▶ Data shown
*****

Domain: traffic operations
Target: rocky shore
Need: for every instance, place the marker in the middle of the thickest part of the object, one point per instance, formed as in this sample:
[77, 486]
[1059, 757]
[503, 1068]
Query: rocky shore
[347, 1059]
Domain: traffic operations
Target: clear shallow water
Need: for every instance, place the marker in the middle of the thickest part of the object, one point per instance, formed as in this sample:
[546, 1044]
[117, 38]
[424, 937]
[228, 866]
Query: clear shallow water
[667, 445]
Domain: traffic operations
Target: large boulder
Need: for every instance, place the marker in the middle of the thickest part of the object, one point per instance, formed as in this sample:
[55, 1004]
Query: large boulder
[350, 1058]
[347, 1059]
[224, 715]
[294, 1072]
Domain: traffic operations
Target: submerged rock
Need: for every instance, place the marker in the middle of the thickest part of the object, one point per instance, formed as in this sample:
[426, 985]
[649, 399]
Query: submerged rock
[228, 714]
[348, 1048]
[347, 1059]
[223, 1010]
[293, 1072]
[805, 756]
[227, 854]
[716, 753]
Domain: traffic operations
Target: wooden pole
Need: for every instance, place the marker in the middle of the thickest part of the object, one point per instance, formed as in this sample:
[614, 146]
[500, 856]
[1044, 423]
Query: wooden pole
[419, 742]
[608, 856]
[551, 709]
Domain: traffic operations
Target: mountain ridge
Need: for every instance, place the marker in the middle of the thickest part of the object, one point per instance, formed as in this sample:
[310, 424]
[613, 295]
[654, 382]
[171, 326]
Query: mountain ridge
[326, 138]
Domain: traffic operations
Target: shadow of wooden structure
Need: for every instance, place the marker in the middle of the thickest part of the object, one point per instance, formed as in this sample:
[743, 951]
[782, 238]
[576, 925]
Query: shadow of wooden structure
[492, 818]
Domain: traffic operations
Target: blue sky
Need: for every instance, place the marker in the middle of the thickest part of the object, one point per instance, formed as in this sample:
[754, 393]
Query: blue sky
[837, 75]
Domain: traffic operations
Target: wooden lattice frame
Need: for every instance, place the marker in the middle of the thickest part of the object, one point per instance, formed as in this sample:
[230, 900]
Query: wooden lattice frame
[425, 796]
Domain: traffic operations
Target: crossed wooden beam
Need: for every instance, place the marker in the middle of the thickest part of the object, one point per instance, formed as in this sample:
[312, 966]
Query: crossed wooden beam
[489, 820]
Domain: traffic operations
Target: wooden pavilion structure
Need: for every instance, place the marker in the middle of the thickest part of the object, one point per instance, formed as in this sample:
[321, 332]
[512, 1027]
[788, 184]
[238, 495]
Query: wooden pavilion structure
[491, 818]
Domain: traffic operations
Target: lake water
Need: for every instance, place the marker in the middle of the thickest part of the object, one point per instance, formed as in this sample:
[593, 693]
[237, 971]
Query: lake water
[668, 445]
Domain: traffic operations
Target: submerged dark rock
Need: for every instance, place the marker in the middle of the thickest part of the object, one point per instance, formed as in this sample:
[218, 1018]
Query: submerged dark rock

*****

Each record above should be returned exactly as it appears.

▶ Finished exercise
Domain: traffic operations
Target: rocky shore
Need: for every instance, place the marker in the middle of the thickest part of the object, one point per instance, formed as in this sample:
[77, 486]
[1059, 757]
[503, 1068]
Query: rocky shore
[347, 1059]
Domain: traffic operations
Target: clear shallow water
Need: for every instance, place the marker in the middle of the thickest part of the object, one point per instance, formed as in this sample:
[546, 1044]
[117, 38]
[424, 937]
[228, 866]
Query: clear shallow water
[667, 445]
Domain: traffic operations
Target: large boulder
Need: for every instance, place the marker in the middle of the thickest part of the object, one point per instance, formed as in this sample:
[55, 1004]
Query: large boulder
[350, 1058]
[347, 1059]
[224, 715]
[294, 1072]
Domain: traffic operations
Target: submerged rock
Need: for every instance, place the marker in the middle of the thickest part of the object, one point per instance, formed as in this sample:
[426, 985]
[649, 399]
Query: submerged rock
[228, 714]
[348, 1048]
[347, 1059]
[223, 1010]
[293, 1072]
[805, 756]
[227, 854]
[716, 753]
Domain: traffic operations
Target: wooden pole
Need: for every instance, place the marker in the middle of the thickest part of the object, one point per instance, formed as in this sample:
[614, 146]
[500, 856]
[1044, 423]
Query: wooden pole
[419, 742]
[608, 856]
[551, 709]
Domain: traffic operations
Target: mountain ridge
Need: for every instance, place the marker in the middle of the thickest part of the object, one point per instance, formed as in this sample:
[310, 424]
[613, 295]
[654, 382]
[171, 326]
Query: mountain ridge
[326, 138]
Domain: traffic operations
Target: shadow of wooden structure
Need: for every instance, place the marker in the middle of the thickest part of the object, one point per instance, formed as in this sample:
[743, 951]
[782, 238]
[576, 925]
Query: shadow of wooden structure
[492, 818]
Domain: traffic operations
Target: blue sky
Need: for every instance, place the marker in the middle of the thickest part of the object, one point per instance, formed as in this sample:
[754, 393]
Query: blue sky
[837, 75]
Domain: traffic operations
Target: wooden lattice frame
Need: for every instance, place the marker in the middle of the thickest part of the object, one point per instance, formed as in this sample:
[230, 900]
Query: wooden lattice frame
[425, 796]
Domain: traffic operations
Target: crossed wooden beam
Need: for every instance, place the marker in the middle of the thickest part of the object, one point per instance, formed as in this sample:
[312, 966]
Query: crossed wooden beam
[489, 820]
Domain: traffic operations
Target: wooden pavilion structure
Need: for every instance, place the marker in the middle of the thickest part of the object, one point per instance, formed as in this sample:
[321, 332]
[512, 1027]
[788, 184]
[238, 495]
Query: wooden pavilion structure
[491, 818]
Domain: traffic operations
Target: lake water
Need: for every instance, place the marker in the middle of the thickest part of the object, one point per instance, formed as in this sample:
[593, 693]
[237, 971]
Query: lake water
[668, 445]
Domain: traffic operations
Target: submerged dark rock
Need: for every instance, place the marker in the middle of the thickest part of the object, one point per instance, formed as in this sample:
[218, 1018]
Query: submerged dark rock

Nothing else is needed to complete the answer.